Postby GoSeigen » March 14th, 2018, 11:46 am

I have also solicited Aviva's view thus:

I write to you as a ordinary shareholder of Aviva Plc, noting your public announcement last week of your belief that Aviva has the ability to cancel its preference shares at par value via a capital reduction and its related intention to reduce its hybrid debt.

While I am broadly supportive of the policy of debt reduction and the use of any opportunities to do so at an advantageous price, I do note the allegations by various preference shareholders in both public
announcements and on social media and elsewhere that:

-for several years Aviva allowed their preference share securities to trade at values which are manifestly not justified by the company's understanding of their terms; and that
-Aviva had ample opportunity to signal to the market that pricing of the shares was unjustified; but
-until its announcement last week Aviva had made no attempt to address the market's likely misinterpretation of the terms and consequent mispricing of the securities; and
-Aviva had given no indication whatsoever of their intentions regarding a capital reduction which would have an obvious effect on market pricing.

> [Given exercise]
In the forum post, what does the writer say Aviva publicly claimed it could do with its preference shares? The rows that come next are separate material and are not connected to the forum post.

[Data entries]

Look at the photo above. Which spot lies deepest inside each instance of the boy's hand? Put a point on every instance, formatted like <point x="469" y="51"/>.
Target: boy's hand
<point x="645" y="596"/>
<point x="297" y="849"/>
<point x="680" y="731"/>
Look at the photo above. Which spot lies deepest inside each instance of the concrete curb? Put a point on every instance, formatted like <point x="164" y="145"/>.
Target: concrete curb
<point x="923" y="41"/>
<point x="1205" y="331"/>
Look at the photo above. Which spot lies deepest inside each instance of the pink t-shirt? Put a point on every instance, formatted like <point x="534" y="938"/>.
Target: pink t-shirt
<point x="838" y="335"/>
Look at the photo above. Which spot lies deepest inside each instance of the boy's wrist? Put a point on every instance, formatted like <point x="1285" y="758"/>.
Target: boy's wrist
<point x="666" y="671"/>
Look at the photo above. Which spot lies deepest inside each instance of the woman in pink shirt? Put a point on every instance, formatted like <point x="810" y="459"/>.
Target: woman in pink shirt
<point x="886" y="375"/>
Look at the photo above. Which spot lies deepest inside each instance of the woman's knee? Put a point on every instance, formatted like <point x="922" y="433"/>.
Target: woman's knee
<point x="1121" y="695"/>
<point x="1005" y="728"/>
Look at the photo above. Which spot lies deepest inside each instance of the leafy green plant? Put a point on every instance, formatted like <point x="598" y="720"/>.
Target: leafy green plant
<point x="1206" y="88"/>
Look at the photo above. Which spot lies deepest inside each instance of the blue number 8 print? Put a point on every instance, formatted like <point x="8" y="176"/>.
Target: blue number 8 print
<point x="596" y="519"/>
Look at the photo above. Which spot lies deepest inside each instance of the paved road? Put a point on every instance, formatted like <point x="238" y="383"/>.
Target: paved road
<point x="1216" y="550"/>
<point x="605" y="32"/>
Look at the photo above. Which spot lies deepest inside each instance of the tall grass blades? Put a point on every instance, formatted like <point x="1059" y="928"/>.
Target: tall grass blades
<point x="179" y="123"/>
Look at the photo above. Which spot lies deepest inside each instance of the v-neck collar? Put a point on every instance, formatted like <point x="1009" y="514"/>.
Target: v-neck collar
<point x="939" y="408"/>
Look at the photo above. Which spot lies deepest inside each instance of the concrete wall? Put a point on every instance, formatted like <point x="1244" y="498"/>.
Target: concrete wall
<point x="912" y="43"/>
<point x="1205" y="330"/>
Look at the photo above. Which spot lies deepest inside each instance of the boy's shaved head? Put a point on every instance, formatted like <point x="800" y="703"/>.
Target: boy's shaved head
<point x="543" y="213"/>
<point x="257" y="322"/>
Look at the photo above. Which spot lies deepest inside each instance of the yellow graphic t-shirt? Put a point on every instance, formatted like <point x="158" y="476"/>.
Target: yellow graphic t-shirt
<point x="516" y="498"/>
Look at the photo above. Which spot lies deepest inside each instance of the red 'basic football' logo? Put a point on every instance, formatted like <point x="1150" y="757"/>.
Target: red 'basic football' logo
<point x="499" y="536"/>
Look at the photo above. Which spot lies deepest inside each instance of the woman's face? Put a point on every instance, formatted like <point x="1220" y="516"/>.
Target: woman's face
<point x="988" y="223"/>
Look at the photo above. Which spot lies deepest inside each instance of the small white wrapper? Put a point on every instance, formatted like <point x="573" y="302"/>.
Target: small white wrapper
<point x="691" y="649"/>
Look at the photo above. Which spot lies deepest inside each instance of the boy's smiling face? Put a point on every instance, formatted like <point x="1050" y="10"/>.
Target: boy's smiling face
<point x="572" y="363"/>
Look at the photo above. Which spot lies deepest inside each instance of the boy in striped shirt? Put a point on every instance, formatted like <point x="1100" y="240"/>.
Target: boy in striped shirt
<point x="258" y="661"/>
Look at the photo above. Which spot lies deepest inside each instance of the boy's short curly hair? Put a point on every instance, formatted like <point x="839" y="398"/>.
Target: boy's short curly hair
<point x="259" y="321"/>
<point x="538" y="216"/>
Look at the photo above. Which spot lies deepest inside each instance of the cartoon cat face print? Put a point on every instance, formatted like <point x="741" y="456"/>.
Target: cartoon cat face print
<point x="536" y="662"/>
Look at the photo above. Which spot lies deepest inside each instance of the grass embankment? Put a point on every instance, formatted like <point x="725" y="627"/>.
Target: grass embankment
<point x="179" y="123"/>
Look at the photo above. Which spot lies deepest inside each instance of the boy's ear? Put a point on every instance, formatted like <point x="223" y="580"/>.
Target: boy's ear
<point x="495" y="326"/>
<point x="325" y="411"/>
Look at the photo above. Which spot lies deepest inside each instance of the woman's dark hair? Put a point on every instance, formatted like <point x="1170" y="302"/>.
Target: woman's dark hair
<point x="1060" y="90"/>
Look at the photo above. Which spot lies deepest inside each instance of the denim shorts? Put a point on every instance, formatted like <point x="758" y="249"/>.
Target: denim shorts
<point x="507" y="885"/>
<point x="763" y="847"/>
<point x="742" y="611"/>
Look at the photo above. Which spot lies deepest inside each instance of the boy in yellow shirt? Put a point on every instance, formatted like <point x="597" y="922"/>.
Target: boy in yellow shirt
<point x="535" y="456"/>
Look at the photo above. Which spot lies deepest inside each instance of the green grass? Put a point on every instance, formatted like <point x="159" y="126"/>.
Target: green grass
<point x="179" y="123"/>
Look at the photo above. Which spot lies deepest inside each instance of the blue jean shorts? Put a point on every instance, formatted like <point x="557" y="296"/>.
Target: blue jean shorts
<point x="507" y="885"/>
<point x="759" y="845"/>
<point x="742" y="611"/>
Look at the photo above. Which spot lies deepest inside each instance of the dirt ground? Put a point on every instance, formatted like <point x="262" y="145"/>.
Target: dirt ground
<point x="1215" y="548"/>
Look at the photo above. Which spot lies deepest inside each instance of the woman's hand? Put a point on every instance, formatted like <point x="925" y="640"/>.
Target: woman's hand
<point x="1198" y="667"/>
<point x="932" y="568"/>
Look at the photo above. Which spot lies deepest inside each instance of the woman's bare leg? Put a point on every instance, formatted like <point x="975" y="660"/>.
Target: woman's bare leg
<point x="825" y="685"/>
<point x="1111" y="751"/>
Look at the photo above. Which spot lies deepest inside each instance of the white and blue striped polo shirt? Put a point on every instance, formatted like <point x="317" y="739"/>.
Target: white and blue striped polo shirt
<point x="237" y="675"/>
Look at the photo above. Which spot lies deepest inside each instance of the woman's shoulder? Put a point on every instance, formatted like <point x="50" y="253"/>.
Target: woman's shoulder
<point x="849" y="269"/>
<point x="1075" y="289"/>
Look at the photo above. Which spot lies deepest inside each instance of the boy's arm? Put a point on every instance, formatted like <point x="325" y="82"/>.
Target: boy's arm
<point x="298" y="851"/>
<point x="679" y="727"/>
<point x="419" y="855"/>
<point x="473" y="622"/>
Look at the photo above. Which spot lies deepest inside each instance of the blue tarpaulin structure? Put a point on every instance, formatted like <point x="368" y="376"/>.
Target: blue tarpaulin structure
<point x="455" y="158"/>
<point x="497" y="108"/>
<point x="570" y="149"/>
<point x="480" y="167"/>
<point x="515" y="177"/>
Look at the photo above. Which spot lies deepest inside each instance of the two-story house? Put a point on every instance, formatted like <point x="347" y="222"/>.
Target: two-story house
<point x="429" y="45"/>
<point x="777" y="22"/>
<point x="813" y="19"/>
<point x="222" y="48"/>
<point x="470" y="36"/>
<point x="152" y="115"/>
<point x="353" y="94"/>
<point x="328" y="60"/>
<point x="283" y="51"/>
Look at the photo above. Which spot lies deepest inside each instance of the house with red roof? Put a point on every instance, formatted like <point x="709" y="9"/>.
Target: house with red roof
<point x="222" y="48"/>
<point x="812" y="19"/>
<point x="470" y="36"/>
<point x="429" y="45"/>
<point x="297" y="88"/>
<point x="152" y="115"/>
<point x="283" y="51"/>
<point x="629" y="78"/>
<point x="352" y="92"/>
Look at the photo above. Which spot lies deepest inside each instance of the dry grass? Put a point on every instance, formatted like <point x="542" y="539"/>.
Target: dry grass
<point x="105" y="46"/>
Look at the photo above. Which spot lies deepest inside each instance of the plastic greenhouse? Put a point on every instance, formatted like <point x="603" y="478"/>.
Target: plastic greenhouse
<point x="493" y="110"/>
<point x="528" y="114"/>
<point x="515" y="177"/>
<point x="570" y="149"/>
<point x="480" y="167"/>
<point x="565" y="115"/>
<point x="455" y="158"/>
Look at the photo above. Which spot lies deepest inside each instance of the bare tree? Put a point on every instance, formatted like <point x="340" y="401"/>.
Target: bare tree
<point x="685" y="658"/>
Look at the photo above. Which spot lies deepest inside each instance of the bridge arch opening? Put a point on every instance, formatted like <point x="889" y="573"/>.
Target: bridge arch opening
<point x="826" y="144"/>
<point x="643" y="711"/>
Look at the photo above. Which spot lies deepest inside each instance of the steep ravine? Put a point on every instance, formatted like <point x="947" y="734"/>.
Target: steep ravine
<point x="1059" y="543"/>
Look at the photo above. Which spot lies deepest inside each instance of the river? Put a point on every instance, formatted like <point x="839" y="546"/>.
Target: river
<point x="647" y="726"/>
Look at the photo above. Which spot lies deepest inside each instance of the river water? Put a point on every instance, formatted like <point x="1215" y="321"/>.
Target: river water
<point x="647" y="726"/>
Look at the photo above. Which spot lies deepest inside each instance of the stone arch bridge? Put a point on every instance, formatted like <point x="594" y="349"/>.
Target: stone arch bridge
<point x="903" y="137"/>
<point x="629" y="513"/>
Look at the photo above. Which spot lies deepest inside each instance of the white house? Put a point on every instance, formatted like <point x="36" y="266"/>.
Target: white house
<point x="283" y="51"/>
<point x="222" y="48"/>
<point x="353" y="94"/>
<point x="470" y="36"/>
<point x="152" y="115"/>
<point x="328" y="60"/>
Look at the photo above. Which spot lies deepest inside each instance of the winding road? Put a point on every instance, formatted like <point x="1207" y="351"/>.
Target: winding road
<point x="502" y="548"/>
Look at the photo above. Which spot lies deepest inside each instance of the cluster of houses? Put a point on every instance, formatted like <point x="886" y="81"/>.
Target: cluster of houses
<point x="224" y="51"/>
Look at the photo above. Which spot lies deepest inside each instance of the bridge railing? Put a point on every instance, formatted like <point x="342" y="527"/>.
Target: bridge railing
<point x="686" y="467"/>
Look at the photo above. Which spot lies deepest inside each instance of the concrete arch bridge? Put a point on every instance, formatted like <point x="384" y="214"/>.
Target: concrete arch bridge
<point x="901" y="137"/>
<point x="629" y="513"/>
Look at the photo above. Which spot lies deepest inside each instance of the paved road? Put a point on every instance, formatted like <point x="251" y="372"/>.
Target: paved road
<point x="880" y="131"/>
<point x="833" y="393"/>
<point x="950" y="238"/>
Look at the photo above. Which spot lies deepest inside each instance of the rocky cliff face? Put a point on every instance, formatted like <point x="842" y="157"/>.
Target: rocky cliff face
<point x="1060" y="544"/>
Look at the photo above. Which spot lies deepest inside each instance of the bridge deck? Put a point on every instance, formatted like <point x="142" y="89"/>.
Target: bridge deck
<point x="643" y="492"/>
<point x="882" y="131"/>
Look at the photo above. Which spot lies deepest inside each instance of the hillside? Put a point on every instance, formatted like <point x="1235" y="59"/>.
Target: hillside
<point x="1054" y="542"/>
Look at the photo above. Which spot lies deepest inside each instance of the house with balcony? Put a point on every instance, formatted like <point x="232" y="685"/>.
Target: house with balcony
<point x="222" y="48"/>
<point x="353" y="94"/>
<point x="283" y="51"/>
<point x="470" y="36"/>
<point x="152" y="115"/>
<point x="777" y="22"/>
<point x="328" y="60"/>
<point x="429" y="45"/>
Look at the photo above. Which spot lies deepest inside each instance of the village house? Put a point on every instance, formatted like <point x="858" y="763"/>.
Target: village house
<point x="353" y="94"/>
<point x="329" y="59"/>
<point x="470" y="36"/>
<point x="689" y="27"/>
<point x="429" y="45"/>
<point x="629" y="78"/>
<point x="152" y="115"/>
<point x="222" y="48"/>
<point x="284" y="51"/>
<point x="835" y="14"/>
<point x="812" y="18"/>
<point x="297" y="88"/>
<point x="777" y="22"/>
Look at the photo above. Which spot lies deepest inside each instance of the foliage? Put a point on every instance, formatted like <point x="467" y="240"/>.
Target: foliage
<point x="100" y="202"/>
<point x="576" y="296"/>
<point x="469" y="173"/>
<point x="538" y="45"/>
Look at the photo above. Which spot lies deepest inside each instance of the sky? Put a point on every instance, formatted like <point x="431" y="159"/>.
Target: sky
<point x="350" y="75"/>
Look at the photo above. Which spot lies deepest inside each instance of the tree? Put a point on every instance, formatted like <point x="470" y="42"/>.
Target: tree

> [Answer below]
Cancel them at par value via a capital reduction.